## [WORK TASK A]
In the text on chorea below, which neurotransmitter is in excess in most forms of chorea?
## [WORK TASK B]
Name every body part that the text on chorea says the jerking motions typically involve.
## [WORK TASK C]
Check each statement against the text on chorea. Answer yes or no, and quote the words from the text that decide it.
(i) The jerky movements of chorea go away during sleep.
(ii) Chorea gravidarum needs treatment before it goes away.
(iii) Chorea is a specific disease.

## [PASSAGE SHOWN]
----------------------------------------

Chorea In Women Aged 40 And Above | Gleneagles Hospital Kuala Lumpur

Chorea In Women Aged 40 And Above


Prepared By Dr. John Tharakan

Consultant Neurologist,

Gleneagles Medini Hospital


1. What is the common cause of chorea in women aged 40 and above?

Chorea is a symptom and not a specific disease, in the same way a fever can happen for many different reasons. In most forms of chorea, there is an excess of dopamine, the main neurotransmitter in the basal ganglia, leading to abnormal excessive movements. Some of the common causes of chorea are:

  • Having been afflicted with Sydenham chorea in childhood increases the likelihood of chorea in women later in life
  • Genetically determined conditions like Huntington’s disease
  • Pregnancy, causing a condition called chorea gravidarum that occurs during the first three months of pregnancy but disappears without treatment shortly after women give birth
  • In rare cases, use of oral contraceptives
  • Lupus (systemic lupus erythematosus)
  • Overactivity of the thyroid gland (hyperthyroidism)
  • High blood sugar level (hyperglycaemia)
  • A tumour or stroke affecting a part of the basal ganglia called the caudate nucleus
  • Use of certain drugs such as levodopa, phenytoin, and cocaine
  • Senile chorea, which happens in older people for no apparent reason

2. What are the common symptoms of chorea?

Chorea is a series of involuntary movements characterised by random, brief, and non-rhythmic jerking motions, typically involving the hands, feet, and face. Patients with chorea will sometimes become clumsy or drop objects repeatedly, and chorea can lead to frequent falls when it also affects walking. The movements may merge imperceptibly into purposeful or semi-purposeful acts, sometimes making chorea difficult to identify. The jerky movements worsen with anxiety and disappear in sleep. If any of these symptoms develop, one should consult a neurology specialist.

----------------------------------------

## [EXTRACTED ENTRIES]
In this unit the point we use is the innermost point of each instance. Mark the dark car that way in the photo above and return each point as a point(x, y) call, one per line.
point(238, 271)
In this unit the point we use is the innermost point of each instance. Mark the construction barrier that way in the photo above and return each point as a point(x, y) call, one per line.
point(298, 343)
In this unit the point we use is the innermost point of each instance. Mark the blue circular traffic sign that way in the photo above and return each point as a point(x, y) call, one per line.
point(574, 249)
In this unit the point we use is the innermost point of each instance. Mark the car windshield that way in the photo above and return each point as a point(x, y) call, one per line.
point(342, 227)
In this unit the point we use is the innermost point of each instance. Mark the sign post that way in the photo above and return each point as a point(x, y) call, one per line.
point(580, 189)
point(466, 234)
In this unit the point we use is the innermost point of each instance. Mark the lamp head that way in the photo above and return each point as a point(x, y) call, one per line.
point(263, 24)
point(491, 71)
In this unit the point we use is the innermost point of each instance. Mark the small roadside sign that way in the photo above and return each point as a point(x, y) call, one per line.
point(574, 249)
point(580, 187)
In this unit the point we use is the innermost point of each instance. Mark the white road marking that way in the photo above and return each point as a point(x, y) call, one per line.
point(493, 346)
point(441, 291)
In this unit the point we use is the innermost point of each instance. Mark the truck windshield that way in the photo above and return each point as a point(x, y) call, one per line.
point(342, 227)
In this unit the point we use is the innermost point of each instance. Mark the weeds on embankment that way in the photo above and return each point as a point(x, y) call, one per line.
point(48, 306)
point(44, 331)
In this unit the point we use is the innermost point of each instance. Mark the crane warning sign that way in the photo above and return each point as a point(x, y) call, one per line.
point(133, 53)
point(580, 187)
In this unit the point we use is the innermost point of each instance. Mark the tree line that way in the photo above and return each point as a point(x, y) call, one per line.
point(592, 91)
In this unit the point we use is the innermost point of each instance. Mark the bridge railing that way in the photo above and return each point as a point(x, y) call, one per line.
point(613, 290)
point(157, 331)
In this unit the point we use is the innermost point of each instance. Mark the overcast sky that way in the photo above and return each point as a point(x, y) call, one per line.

----------------------------------------

## [RESPONSE BOX A]
Dopamine.

## [RESPONSE BOX B]
Hands, feet, face

## [RESPONSE BOX C]
(i) Yes: "The jerky movements worsen with anxiety and disappear in sleep."
(ii) No: "disappears without treatment shortly after women give birth"
(iii) No: "Chorea is a symptom and not a specific disease"